### Selected passage
[START]

3.2.3.3 Sorting Variables

  1. Sort data based on the summarized statistics of a variable

Summary functions are restricted to the SELECT and HAVING clauses only;

SELECT surveys.species_id
FROM surveys
GROUP BY surveys.species_id
ORDER BY COUNT(surveys.species_id);
  1. Sort data based on a new variable defined using summarized statistics of a variable.
/* create a table view*/
SELECT surveys.species_id AS subtotal, 
       COUNT(*) 
FROM surveys
GROUP BY surveys.species_id
ORDER BY subtotal;

3.2.3.4 Join Tables

This section introduce commonly used join operation to merge tables using the common key(s).

[END]

[Dataset rows]
[START]

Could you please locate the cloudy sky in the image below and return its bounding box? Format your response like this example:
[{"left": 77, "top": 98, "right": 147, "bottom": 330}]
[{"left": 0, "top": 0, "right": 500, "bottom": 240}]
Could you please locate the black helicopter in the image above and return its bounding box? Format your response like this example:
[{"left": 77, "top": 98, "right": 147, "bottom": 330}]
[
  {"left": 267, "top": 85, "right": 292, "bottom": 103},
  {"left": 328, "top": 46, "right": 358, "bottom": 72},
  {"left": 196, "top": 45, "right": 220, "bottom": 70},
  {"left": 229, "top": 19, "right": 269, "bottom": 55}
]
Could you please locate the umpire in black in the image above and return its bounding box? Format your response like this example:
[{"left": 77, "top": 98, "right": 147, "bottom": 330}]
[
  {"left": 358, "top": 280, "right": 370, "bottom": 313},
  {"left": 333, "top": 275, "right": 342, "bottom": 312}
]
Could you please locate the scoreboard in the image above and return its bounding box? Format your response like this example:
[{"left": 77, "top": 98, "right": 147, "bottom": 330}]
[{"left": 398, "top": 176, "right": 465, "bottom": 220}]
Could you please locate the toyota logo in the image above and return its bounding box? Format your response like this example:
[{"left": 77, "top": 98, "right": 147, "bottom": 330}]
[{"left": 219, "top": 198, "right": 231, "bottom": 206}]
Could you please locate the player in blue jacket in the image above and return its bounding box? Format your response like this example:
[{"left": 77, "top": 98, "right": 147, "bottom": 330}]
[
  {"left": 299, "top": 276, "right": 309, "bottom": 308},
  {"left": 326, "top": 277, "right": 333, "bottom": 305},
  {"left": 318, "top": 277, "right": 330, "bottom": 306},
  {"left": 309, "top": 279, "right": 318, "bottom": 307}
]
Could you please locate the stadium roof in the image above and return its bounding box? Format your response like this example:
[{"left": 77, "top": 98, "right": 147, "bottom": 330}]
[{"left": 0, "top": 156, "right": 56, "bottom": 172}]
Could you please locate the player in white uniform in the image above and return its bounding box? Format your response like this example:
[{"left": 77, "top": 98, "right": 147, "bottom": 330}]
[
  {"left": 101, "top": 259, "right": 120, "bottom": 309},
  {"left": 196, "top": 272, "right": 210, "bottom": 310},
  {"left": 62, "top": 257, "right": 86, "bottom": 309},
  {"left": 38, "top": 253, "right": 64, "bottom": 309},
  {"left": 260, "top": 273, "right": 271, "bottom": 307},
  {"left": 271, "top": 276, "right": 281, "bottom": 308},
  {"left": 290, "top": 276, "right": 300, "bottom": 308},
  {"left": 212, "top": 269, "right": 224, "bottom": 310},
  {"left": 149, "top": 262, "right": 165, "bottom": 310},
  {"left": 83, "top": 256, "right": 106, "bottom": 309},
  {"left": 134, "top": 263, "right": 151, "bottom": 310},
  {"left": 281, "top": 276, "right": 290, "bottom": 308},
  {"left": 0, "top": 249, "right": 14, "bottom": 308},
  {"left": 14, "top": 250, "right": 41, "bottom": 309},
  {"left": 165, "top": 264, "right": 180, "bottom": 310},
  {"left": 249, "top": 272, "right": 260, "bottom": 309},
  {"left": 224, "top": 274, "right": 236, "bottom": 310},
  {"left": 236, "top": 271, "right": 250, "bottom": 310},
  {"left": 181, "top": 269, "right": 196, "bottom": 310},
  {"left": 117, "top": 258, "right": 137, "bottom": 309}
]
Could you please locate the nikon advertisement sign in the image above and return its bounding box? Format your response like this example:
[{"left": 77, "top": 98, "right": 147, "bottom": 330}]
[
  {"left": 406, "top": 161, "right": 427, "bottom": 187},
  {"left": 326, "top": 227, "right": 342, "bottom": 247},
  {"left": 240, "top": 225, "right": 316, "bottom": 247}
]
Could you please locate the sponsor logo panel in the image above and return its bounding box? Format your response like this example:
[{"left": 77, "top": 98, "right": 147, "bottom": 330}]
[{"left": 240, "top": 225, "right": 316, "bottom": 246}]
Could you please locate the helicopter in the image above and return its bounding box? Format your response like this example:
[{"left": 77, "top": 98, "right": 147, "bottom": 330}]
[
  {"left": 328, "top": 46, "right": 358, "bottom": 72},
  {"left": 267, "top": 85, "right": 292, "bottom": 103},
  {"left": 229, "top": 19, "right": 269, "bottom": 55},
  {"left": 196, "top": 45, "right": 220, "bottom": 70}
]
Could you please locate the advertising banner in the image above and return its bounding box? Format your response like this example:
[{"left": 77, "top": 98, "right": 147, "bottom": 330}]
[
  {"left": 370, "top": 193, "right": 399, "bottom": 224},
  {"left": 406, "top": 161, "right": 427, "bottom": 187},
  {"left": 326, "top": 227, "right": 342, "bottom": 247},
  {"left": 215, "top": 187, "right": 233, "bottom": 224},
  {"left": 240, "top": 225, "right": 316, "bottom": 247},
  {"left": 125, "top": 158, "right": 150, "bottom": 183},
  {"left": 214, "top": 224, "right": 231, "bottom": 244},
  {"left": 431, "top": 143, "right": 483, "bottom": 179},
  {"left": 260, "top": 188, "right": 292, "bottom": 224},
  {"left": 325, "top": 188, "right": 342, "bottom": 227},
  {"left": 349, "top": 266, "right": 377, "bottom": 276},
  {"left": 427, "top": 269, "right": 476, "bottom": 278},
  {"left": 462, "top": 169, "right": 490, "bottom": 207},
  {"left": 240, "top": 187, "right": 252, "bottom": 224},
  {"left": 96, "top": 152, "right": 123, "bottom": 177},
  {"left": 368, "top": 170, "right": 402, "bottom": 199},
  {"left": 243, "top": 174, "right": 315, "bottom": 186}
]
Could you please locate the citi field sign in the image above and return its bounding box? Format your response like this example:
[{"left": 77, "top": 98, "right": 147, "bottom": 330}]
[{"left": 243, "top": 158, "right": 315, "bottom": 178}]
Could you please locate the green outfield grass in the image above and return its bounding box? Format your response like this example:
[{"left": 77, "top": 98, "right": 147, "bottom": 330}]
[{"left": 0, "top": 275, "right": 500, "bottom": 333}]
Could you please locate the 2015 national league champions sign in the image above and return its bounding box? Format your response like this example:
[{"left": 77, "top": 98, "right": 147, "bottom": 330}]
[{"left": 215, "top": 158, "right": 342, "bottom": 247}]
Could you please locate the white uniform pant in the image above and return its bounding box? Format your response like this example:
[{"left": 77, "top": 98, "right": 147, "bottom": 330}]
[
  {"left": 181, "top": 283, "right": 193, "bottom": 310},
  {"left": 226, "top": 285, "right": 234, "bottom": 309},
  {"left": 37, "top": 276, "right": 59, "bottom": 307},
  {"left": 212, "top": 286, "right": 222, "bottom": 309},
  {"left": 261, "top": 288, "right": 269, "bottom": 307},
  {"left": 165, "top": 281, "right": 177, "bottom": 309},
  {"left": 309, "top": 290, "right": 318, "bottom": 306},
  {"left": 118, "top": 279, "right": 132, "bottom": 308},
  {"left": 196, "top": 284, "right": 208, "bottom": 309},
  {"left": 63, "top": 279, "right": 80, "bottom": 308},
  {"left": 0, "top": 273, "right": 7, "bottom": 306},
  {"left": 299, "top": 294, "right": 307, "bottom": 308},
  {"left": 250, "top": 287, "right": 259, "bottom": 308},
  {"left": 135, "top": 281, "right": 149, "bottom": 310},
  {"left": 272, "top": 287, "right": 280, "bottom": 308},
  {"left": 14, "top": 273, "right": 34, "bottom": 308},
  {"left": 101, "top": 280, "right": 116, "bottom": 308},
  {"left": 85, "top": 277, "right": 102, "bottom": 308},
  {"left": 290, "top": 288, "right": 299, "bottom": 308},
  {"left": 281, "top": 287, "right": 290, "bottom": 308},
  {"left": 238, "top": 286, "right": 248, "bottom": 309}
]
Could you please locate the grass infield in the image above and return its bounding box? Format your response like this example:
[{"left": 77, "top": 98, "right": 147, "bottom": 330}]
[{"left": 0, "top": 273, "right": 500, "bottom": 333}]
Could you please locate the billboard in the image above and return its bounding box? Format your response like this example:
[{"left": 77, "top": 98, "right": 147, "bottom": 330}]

[END]

### Problems to work on
- A) Answer these questions using the SQL sorting passage above the records:
(i) Which two clauses are summary functions said to be restricted to?
(ii) What alias does the second query give to surveys.species_id?
(iii) What section number is given to the heading on joining tables?
- B) Return the SQL sorting passage word for word, everything from "Summary functions are" down to "of a variable.".
- C) Supply the next part of the SQL passage on sorting variables and joining tables, picking up after its final sentence.

### Answers per task
- A)
(i) SELECT and HAVING
(ii) subtotal
(iii) 3.2.3.4

- B)
Summary functions are restricted to the SELECT and HAVING clauses only;

SELECT surveys.species_id
FROM surveys
GROUP BY surveys.species_id
ORDER BY COUNT(surveys.species_id);
  1. Sort data based on a new variable defined using summarized statistics of a variable.

- C)
  1. Inner Join
SELECT *
FROM surveys AS A
JOIN species AS B
ON A.species_id = B.species_id;
  1. Left Join
SELECT *
FROM surveys AS A
LEFT JOIN species AS B
ON A.species_id = B.species_id;
  1. Right Join
SELECT *
FROM surveys AS A
RIGHT JOIN species AS B
ON A.species_id = B.species_id;
  1. Full Join
SELECT *
FROM surveys AS A
FULL JOIN species AS B
ON A.species_id = B.species_id;
  1. Join sub-tables
SELECT A.species_id, 
       A.sex, 
       AVG(A.weight) as mean_wgt  
FROM surveys AS A
JOIN species AS B
ON A.species_id=B.species_id 
WHERE taxa = 'Rodent' AND A.sex IS NOT NULL 
GROUP BY A.species_id, A.sex; 

3.2.3.5 Subqueries

  1. Sample size
SELECT COUNT(*)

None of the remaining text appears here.